[Given task]
Please rewrite everything in the rows below from the line containing "Subject = soccer goal" down to the line containing "147,42 -> 182,63", changing "penalty area line" to "penalty box line" and keeping all else unchanged. Return only those lines.

+===+

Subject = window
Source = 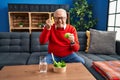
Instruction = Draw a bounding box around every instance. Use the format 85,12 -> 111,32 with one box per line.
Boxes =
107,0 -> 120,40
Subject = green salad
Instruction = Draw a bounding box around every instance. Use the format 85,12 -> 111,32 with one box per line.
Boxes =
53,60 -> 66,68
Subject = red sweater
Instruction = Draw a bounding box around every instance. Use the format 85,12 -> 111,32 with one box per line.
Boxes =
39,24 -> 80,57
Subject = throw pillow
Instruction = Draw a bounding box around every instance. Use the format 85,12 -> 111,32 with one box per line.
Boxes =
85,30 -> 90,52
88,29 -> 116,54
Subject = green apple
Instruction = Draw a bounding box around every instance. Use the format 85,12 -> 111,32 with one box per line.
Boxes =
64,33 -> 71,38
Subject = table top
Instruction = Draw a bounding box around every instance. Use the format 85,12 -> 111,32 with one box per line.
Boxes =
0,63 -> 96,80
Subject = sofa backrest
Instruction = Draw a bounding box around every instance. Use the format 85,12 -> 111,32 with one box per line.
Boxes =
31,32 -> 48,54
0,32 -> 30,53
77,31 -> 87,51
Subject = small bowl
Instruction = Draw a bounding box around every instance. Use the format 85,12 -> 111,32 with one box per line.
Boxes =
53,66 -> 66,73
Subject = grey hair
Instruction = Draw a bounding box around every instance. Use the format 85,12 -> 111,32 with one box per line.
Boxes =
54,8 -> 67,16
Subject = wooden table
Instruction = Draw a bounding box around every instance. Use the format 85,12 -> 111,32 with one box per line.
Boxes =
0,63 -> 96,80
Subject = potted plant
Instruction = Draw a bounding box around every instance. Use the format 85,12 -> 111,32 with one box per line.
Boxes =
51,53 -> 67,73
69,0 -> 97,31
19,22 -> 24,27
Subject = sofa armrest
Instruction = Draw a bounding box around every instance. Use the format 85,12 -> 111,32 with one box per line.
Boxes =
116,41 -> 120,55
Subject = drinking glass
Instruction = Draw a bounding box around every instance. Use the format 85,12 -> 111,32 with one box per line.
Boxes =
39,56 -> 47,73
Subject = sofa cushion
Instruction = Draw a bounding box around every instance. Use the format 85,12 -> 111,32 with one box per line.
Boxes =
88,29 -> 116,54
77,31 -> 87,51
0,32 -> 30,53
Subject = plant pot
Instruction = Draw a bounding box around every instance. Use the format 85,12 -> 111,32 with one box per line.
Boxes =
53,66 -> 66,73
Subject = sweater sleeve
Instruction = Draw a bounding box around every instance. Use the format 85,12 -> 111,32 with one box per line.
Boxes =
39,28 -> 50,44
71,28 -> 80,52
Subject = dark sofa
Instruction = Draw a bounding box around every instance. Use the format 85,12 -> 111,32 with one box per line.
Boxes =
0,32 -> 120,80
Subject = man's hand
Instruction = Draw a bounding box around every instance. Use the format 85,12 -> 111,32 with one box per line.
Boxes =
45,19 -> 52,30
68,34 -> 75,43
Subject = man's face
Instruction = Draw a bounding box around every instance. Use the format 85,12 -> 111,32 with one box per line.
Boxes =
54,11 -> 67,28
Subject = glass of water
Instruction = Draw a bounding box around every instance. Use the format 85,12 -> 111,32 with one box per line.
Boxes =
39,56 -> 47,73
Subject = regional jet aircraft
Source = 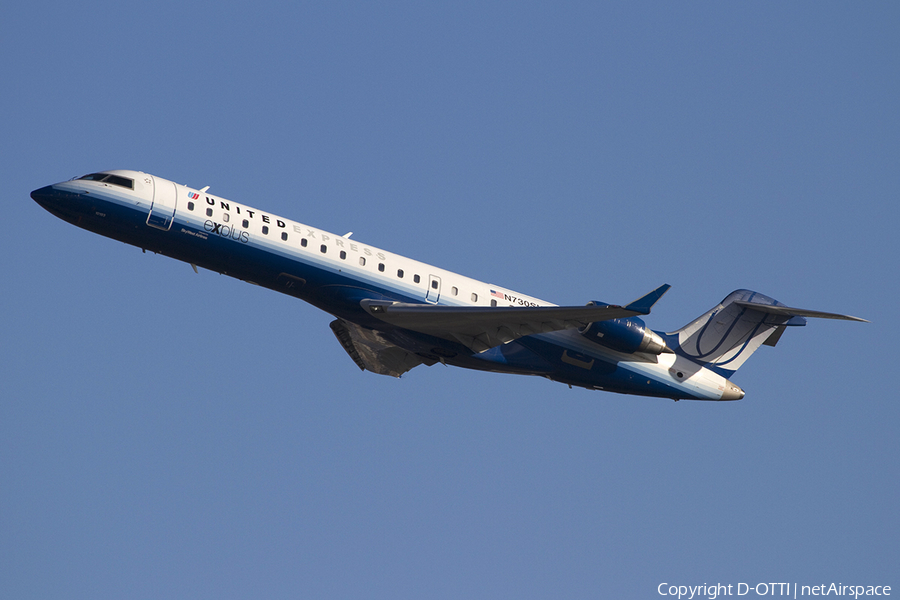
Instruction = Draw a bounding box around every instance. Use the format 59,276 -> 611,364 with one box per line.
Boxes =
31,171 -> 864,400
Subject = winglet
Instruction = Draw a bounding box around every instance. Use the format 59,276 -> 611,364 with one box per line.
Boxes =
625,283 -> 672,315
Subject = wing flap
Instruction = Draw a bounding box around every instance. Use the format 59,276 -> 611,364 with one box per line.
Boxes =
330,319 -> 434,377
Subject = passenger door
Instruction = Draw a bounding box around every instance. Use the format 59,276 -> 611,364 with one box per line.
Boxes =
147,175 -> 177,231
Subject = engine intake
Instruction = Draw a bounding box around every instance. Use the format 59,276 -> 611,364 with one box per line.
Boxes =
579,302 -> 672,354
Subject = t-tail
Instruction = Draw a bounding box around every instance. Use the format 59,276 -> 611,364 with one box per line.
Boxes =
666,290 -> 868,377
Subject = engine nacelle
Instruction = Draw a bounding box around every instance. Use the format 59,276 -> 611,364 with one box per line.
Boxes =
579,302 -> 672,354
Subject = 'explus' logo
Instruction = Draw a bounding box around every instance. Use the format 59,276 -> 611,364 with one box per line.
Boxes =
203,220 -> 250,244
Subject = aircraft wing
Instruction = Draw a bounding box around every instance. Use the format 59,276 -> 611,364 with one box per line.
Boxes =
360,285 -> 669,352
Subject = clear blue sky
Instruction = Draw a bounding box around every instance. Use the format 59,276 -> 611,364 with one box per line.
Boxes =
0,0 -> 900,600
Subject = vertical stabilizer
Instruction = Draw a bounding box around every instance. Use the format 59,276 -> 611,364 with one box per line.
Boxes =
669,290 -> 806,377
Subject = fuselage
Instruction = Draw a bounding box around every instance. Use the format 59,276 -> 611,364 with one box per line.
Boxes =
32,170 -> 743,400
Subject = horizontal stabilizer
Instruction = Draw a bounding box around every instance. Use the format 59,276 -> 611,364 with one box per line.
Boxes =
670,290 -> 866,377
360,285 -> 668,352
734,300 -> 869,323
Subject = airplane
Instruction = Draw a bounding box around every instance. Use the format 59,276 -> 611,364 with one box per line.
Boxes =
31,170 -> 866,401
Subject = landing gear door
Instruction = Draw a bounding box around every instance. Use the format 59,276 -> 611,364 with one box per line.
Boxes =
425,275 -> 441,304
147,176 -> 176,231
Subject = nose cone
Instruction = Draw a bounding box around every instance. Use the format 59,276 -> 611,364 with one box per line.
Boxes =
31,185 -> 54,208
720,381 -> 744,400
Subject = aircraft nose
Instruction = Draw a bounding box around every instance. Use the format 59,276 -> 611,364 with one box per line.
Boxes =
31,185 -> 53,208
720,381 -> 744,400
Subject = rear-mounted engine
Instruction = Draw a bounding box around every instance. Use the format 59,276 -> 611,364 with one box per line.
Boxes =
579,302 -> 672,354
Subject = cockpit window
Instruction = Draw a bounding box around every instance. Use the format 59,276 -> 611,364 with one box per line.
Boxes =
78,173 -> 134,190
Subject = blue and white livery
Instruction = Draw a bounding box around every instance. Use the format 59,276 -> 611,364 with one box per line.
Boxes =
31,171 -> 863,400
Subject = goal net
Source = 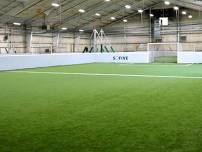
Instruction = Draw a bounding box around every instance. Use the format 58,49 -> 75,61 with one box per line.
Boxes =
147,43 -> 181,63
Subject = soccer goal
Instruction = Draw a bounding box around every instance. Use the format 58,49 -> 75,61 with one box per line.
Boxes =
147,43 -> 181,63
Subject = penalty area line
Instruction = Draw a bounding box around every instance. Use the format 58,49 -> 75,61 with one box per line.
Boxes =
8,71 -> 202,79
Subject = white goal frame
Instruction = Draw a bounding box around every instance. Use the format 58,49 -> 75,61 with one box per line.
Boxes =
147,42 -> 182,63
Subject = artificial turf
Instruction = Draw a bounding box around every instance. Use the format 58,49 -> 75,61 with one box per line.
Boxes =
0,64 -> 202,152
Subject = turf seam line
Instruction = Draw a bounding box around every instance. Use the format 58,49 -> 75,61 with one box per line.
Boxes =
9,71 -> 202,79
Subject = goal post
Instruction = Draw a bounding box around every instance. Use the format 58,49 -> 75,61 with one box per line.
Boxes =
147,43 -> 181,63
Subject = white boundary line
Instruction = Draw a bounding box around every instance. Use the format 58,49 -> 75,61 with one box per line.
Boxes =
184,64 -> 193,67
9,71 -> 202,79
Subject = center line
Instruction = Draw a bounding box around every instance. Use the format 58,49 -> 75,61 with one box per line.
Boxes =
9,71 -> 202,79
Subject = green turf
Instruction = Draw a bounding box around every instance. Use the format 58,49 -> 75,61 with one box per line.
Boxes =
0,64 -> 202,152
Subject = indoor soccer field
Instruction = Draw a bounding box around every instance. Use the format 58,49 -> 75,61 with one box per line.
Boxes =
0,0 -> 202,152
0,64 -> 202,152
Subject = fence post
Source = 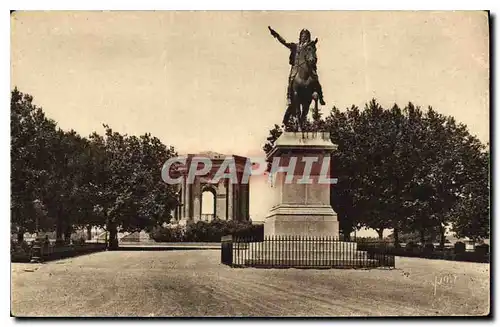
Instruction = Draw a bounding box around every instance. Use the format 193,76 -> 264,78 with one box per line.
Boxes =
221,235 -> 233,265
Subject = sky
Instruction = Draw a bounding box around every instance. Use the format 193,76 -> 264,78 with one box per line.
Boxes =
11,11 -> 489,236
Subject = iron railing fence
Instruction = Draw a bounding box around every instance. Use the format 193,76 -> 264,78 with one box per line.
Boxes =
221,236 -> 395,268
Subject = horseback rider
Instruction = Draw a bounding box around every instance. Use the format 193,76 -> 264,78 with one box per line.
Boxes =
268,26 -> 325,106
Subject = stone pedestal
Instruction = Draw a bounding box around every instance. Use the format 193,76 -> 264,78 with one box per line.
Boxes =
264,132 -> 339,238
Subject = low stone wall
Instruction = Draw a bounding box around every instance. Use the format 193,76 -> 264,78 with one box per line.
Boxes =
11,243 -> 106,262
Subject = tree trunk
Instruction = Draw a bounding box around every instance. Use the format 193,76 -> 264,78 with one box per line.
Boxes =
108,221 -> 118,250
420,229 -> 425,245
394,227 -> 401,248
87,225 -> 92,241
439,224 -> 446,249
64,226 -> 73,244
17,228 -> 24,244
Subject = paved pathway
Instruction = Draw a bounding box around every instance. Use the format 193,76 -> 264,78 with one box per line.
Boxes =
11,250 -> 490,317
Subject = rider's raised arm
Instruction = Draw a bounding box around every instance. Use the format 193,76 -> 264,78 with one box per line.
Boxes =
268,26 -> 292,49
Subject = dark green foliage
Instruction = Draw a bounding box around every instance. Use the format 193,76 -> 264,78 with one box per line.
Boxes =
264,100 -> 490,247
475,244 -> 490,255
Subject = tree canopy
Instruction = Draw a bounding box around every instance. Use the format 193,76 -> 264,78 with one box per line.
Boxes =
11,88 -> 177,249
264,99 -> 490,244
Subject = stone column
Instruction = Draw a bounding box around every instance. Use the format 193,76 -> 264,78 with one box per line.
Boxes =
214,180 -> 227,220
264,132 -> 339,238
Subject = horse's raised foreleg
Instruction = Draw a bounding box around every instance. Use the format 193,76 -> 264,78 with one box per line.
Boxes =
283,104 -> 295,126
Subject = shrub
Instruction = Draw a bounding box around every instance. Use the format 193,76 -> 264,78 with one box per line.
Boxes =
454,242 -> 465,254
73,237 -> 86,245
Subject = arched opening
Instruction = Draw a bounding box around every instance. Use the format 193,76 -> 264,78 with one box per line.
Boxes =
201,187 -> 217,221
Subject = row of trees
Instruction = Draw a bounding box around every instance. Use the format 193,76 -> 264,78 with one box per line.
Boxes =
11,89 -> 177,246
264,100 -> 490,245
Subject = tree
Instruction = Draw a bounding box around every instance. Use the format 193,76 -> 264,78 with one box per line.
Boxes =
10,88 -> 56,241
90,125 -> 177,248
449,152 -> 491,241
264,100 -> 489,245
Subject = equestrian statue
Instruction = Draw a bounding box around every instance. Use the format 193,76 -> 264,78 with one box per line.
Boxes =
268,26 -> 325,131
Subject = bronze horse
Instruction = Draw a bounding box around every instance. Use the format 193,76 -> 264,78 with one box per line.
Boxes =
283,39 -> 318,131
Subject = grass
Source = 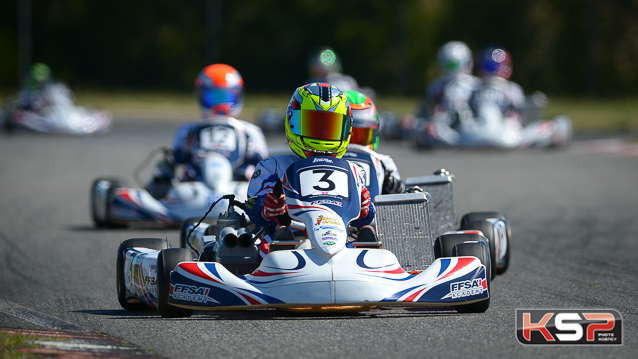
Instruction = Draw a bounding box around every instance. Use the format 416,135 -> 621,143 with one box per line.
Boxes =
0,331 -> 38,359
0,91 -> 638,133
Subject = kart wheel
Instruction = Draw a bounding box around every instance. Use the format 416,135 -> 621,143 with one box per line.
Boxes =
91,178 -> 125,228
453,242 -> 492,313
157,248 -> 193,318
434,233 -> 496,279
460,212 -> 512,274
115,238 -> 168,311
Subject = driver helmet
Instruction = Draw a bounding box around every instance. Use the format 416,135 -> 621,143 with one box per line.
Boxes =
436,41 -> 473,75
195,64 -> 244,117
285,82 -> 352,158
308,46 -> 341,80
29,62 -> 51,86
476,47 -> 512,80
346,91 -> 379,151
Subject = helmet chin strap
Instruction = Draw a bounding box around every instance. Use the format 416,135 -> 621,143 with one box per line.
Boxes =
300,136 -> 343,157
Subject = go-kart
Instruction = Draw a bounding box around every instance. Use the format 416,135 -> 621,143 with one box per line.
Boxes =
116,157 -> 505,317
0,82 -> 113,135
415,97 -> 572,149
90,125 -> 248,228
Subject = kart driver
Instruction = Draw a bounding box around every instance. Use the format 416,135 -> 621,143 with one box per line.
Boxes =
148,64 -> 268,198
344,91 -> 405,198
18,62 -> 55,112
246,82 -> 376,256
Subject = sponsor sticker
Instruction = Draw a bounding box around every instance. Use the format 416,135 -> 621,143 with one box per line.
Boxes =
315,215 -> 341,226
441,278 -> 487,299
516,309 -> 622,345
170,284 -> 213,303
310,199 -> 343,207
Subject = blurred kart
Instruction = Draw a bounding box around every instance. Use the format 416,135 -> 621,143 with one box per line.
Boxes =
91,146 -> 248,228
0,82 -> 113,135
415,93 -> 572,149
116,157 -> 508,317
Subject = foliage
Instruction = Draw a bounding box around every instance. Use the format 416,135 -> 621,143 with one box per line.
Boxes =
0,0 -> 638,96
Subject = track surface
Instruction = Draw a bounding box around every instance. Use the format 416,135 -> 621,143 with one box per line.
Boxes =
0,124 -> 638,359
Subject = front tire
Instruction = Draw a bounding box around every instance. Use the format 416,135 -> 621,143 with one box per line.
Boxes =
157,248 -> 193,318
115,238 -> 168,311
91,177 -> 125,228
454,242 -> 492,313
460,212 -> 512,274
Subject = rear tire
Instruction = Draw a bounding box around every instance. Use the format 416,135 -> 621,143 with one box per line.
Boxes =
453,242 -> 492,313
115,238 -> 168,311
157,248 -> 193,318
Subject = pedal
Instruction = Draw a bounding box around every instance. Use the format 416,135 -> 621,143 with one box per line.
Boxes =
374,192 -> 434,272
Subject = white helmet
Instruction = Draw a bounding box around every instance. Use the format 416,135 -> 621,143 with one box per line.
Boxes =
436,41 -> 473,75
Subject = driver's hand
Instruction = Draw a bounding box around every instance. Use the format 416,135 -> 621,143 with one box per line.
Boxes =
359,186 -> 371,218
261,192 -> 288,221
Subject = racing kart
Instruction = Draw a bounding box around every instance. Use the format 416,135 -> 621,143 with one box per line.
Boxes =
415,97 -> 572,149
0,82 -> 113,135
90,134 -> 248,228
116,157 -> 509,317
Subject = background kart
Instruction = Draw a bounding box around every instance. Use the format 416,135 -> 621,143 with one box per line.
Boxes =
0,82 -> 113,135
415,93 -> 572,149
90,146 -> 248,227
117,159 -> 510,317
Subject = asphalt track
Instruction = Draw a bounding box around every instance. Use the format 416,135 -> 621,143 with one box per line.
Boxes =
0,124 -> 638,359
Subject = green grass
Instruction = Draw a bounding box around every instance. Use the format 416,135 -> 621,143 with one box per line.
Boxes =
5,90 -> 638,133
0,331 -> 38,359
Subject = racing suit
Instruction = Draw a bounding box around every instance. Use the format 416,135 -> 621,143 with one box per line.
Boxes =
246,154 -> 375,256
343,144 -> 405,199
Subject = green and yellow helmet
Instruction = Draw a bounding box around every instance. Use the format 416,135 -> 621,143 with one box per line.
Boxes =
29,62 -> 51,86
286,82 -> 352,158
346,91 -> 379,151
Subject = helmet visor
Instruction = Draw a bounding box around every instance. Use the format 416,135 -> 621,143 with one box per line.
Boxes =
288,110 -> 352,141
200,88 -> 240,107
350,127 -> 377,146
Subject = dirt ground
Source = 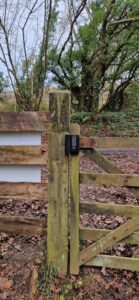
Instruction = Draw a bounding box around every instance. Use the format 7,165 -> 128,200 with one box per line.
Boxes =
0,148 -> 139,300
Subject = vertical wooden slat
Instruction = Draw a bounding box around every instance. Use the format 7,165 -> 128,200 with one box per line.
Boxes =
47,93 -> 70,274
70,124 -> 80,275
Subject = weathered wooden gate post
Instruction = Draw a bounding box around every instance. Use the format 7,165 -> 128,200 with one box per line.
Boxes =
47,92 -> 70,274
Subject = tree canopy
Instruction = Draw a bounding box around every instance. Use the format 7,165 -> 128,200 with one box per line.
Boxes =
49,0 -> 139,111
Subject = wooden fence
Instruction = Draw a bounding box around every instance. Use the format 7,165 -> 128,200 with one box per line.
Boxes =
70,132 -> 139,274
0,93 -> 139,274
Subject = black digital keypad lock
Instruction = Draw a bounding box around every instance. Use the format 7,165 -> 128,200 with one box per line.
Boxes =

+===+

[Task response]
Subject = soccer goal
Instruction = Draw a bounding box around every instance. Use the format 58,49 -> 75,61 with one box per line.
Boxes =
147,43 -> 181,63
Subject = penalty box line
Instruction = Draw a bounding box around every instance. Use the format 58,49 -> 75,61 with one box per line.
Boxes =
8,71 -> 202,79
Subject = white goal frame
Instruction = Draw a bounding box around every instance. Use the format 58,49 -> 75,61 with one box per line.
Boxes =
147,42 -> 182,63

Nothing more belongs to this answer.